PDA

Click to See Complete Forum and Search --> : [RESOLVED] Looking for an API


mendhak
May 17th, 2007, 05:03 AM
I'm looking for an API that can:

1. Extract text from a PDF file (obviously, OCR)
2. Create images, as in a snapshot, of a page in a PDF file

For #1, preferably to XML or XHTML format.

Any suggestions?


I am using C#, so a .NET API or even a COM API would do.

Shuja Ali
May 17th, 2007, 05:29 AM
1. Extract text from a PDF file (obviously, OCR)No need for OCR. Take a look at http://www.codeproject.com/useritems/PDFToText.asp

mendhak
May 17th, 2007, 05:48 AM
I do know how to extract text from a PDF, but I still need it to extract images of the pages in the PDF file.

Forget what I said about OCRs, my mistake. We're looking to purchase some class libraries for this.

I can find libraries that convert to HTML/XML. I can find libraries that convert to images But I was hoping for one library to do both.

iPrank
May 17th, 2007, 06:39 AM
http://www.vbforums.com/showpost.php?p=2880900&postcount=2

GSView/GhostScript supports command line switches. (and there are some batch files available). See if you can use it from C#.

shakti5385
May 17th, 2007, 07:21 AM
I think that the same question I want to ask here that can we read text from the image or the fax page?

mendhak
May 17th, 2007, 08:32 AM
Sorry to be an idiot, but we do need OCR capabilities in the API. Reason: The PDFs are actually scanned images of magazine articles.

So, to be very specific... is there an API that can do the OCR reading for me?

iPrank
May 17th, 2007, 10:18 AM
No idea about library.

If I remember correctly,Abby PDF Transformer (http://www.pdftransformer.com/) uses same OCR technology as Abby FineReader. That product may be able to do it.

Negative0
May 17th, 2007, 09:18 PM
I have used the Abby Fine Reader to take TIFs and make text PDFs from them and it works very well.

Just so you know OCR is a very CPU intense process. I have seen some customers that have multiple machines that do only OCR 24/7.

superbovine
May 20th, 2007, 10:31 PM
Sorry to be an idiot, but we do need OCR capabilities in the API. Reason: The PDFs are actually scanned images of magazine articles.

So, to be very specific... is there an API that can do the OCR reading for me?

Point placement records:

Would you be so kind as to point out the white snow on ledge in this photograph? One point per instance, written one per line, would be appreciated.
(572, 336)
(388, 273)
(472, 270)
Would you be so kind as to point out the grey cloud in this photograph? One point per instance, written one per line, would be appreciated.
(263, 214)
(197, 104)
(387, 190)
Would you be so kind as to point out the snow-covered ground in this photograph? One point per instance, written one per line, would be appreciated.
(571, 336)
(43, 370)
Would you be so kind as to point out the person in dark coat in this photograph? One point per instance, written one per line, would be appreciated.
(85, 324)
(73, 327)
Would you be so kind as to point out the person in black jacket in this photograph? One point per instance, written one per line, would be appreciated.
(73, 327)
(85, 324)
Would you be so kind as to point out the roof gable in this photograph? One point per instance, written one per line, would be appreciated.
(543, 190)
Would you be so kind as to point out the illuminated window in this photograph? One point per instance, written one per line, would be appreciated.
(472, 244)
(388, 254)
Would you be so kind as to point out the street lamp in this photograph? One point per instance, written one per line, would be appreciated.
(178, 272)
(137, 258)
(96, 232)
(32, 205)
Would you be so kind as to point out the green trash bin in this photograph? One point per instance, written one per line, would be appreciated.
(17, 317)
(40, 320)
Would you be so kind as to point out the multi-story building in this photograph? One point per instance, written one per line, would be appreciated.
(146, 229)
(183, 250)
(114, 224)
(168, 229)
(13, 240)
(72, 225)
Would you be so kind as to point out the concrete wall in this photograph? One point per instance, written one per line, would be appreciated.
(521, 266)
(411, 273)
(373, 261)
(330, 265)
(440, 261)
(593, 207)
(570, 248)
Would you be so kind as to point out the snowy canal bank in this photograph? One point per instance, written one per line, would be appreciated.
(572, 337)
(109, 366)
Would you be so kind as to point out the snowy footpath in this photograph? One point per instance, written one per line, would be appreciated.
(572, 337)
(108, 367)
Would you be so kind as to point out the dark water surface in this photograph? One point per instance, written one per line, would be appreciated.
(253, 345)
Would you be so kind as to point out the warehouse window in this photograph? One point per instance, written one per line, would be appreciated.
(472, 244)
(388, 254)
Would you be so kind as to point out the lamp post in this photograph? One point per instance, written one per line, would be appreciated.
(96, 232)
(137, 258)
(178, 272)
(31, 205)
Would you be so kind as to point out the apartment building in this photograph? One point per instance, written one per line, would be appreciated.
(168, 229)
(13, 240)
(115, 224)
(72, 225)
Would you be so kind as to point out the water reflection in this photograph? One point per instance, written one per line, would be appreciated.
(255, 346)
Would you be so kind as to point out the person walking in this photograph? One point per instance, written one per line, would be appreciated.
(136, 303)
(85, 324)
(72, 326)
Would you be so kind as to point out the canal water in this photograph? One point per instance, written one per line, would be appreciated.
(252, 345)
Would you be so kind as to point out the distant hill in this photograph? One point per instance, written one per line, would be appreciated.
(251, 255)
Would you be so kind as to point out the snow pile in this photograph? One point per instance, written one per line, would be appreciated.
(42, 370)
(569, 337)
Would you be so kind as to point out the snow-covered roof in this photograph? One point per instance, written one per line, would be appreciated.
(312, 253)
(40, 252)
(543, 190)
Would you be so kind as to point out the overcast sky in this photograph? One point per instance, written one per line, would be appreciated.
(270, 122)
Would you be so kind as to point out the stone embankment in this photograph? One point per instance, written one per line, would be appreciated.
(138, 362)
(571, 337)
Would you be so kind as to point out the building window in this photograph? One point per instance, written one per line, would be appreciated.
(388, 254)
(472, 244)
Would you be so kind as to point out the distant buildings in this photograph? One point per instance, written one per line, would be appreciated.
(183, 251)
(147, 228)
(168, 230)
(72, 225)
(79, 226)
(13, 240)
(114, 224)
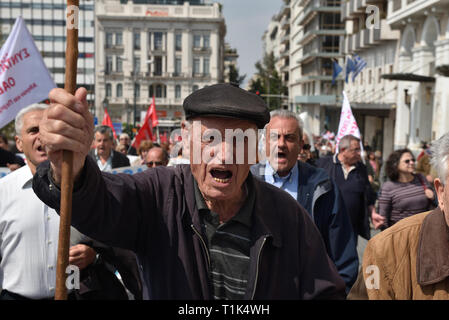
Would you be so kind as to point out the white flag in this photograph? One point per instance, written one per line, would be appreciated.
(24, 78)
(347, 124)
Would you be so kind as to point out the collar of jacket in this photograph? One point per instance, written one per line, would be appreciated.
(264, 223)
(432, 257)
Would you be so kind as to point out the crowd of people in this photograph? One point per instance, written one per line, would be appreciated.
(286, 227)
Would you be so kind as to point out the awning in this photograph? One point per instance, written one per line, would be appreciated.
(443, 70)
(407, 77)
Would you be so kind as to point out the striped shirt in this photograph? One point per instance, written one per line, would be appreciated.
(399, 200)
(229, 246)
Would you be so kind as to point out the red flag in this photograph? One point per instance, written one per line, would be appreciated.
(146, 131)
(108, 122)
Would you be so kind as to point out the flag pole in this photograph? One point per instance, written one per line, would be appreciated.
(67, 164)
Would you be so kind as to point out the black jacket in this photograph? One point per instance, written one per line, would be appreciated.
(154, 214)
(331, 165)
(118, 159)
(320, 196)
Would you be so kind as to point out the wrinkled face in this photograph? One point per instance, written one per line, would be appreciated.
(104, 144)
(155, 158)
(124, 140)
(406, 163)
(283, 153)
(28, 142)
(352, 155)
(218, 180)
(3, 144)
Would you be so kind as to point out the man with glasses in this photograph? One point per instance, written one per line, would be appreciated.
(350, 175)
(156, 157)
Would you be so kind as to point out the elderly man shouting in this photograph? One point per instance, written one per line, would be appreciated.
(207, 230)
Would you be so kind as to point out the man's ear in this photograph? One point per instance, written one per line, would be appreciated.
(439, 188)
(19, 143)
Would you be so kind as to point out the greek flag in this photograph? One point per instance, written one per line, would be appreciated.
(350, 67)
(359, 64)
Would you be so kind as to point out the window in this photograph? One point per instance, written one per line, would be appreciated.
(196, 66)
(158, 66)
(178, 42)
(158, 41)
(119, 39)
(109, 39)
(178, 66)
(206, 41)
(136, 38)
(196, 41)
(108, 64)
(158, 91)
(136, 64)
(108, 90)
(137, 90)
(206, 66)
(119, 64)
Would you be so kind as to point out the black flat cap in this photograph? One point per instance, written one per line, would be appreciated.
(226, 100)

**EXERCISE GOAL**
According to the forum thread, why does mendhak say OCR is needed in the API after all?

**FULL OUTPUT**
The PDFs are actually scanned images of magazine articles.